__Given task__
Do not carry the pictures over; copy every other part of the entries exactly.

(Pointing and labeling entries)

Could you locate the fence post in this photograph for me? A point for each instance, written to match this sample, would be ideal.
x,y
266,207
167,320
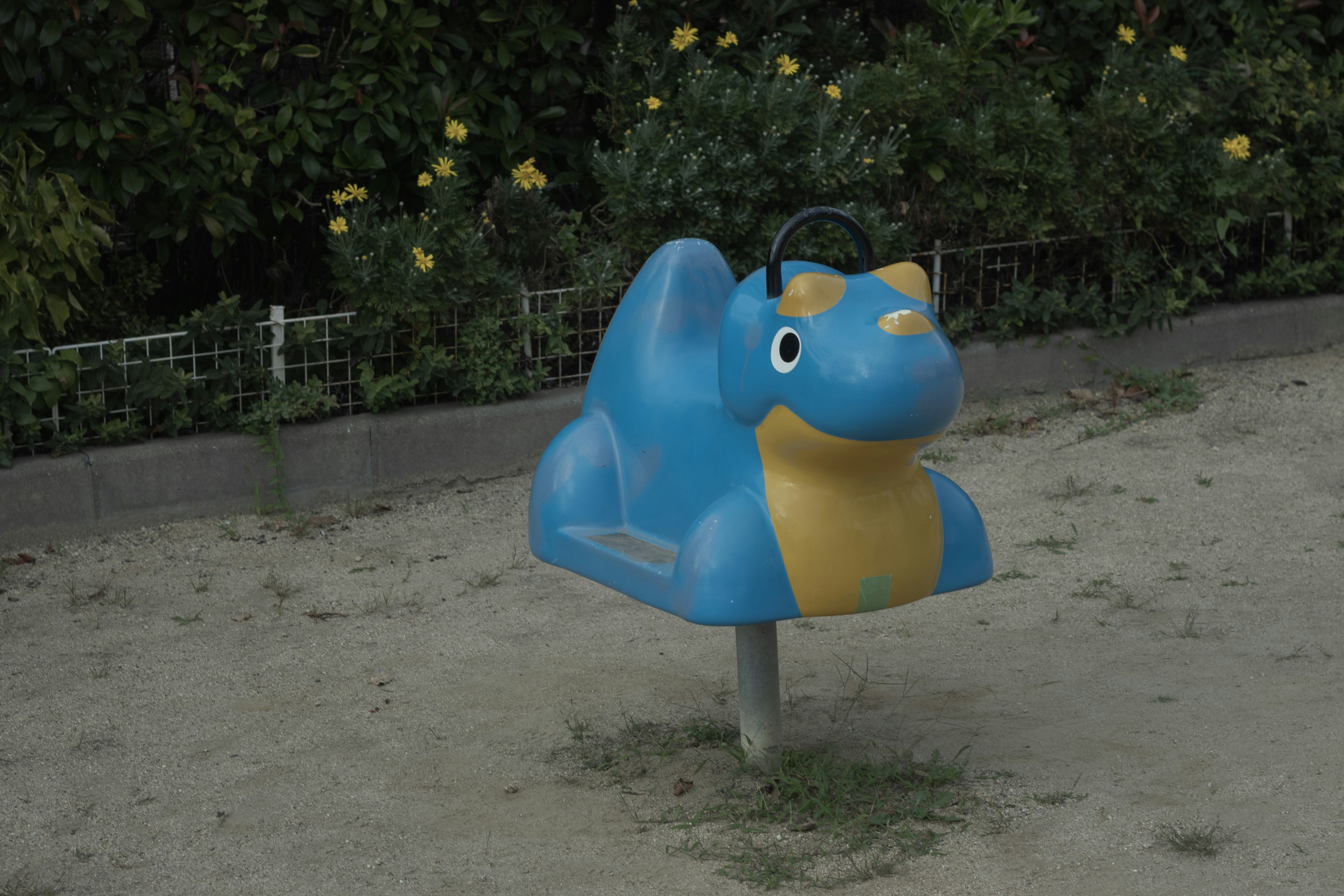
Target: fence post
x,y
277,342
937,277
527,335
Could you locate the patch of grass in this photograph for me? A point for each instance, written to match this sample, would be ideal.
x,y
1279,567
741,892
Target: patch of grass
x,y
1053,545
1058,797
1108,590
1195,838
869,813
1073,489
486,580
1140,394
381,601
937,456
1096,589
280,586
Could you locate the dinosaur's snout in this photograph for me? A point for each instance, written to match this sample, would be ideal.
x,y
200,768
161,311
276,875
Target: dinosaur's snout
x,y
905,323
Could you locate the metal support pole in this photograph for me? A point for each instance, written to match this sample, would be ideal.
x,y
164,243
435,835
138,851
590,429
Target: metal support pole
x,y
277,340
758,694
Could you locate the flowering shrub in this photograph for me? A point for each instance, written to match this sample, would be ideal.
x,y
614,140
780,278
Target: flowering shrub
x,y
728,147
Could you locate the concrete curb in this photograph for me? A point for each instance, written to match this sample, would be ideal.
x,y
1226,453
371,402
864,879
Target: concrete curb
x,y
221,473
1217,334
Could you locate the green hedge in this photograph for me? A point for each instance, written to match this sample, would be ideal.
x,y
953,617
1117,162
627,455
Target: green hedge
x,y
582,135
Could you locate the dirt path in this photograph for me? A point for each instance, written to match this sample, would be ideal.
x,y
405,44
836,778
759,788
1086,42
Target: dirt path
x,y
148,754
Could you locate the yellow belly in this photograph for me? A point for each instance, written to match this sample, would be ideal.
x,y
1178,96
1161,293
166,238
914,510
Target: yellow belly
x,y
858,523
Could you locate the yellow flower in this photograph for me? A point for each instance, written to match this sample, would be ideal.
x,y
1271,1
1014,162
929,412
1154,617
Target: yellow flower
x,y
527,176
422,261
454,130
685,37
1238,147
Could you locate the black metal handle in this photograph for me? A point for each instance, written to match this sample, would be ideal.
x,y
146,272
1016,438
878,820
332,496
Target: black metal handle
x,y
775,264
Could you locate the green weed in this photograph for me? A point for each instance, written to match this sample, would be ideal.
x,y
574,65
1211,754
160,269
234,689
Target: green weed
x,y
1194,838
1139,394
1058,797
486,580
869,812
280,586
1073,489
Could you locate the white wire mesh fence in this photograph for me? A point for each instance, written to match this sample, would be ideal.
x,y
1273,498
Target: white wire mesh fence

__Exercise response__
Could you locate the fence post in this photograph for me? A point for each instance, written to match this sample, would be ideal.
x,y
266,207
167,320
Target: fence post
x,y
277,342
937,277
527,335
Could you locate the patch of grass in this photograph for me? A point for each instance, written to match this sample, would be ideal.
x,y
1279,567
741,892
Target: patch of grass
x,y
1053,545
1058,797
1108,590
1195,838
869,813
1073,489
486,580
1140,394
381,601
937,456
1096,589
280,586
Could you locate the dinosaur's snout in this photograph for me? A point for each instance, written to match this sample, would be ideal.
x,y
200,768
161,311
276,875
Target: dinosaur's snout
x,y
905,323
Could you locate the metal support pole in this photograph for me? A point for each instance, written to match this sample, would be ideal.
x,y
164,243
435,835
138,851
590,429
Target: metal support pole
x,y
277,340
758,694
Could you locate the flowering shrub in this photograph for me? A point for each instance, written to match this sample, would be ideal.
x,y
614,140
780,278
Target: flowering shrub
x,y
728,147
Could you locate the concrete curb in this photograph for me? A point for each instance, written to match this sample, would be ideal.
x,y
1226,453
371,402
864,879
Target: concrete curb
x,y
221,473
1217,334
Could you locate the green hedge in this photograph for me? A point for each instance, written to match this sample, would be ideal.
x,y
953,617
1117,162
627,455
Target: green hedge
x,y
582,135
Could you locate the dirt path in this photograph for me? A point for each instance, written to match this sample, would be ideal.
x,y
405,44
836,778
759,788
1086,42
Target: dirt path
x,y
148,754
Could you locate the yellow belly in this photograph for me? A point for each instance, written to match this sample, would be ideal.
x,y
1178,96
1161,293
166,238
914,510
Target: yellow belly
x,y
858,523
Could you locate the yellow flower in this photograph for me? A point for each instance, written to match this sample, would be ideal.
x,y
1271,1
1014,162
929,412
1154,617
Target: yellow flower
x,y
527,176
422,261
454,130
685,37
1238,147
Could you locate the black metal handle in this photograph for me? A point for each instance, written to match this sample, would be ideal.
x,y
146,272
1016,438
878,820
332,496
Target: black metal handle
x,y
775,264
Could you locate the green weed in this photograph for me? A point for each instance, written to match this sample, would be ideal.
x,y
574,65
1211,754
160,269
234,689
Target: green weed
x,y
1194,838
1139,394
1058,797
486,580
869,812
280,586
1073,489
Could you locate the white wire mesh fence in this photograph for me? A point for each instance, written to match this sample, would be ideal.
x,y
1273,498
Target: white wire mesh fence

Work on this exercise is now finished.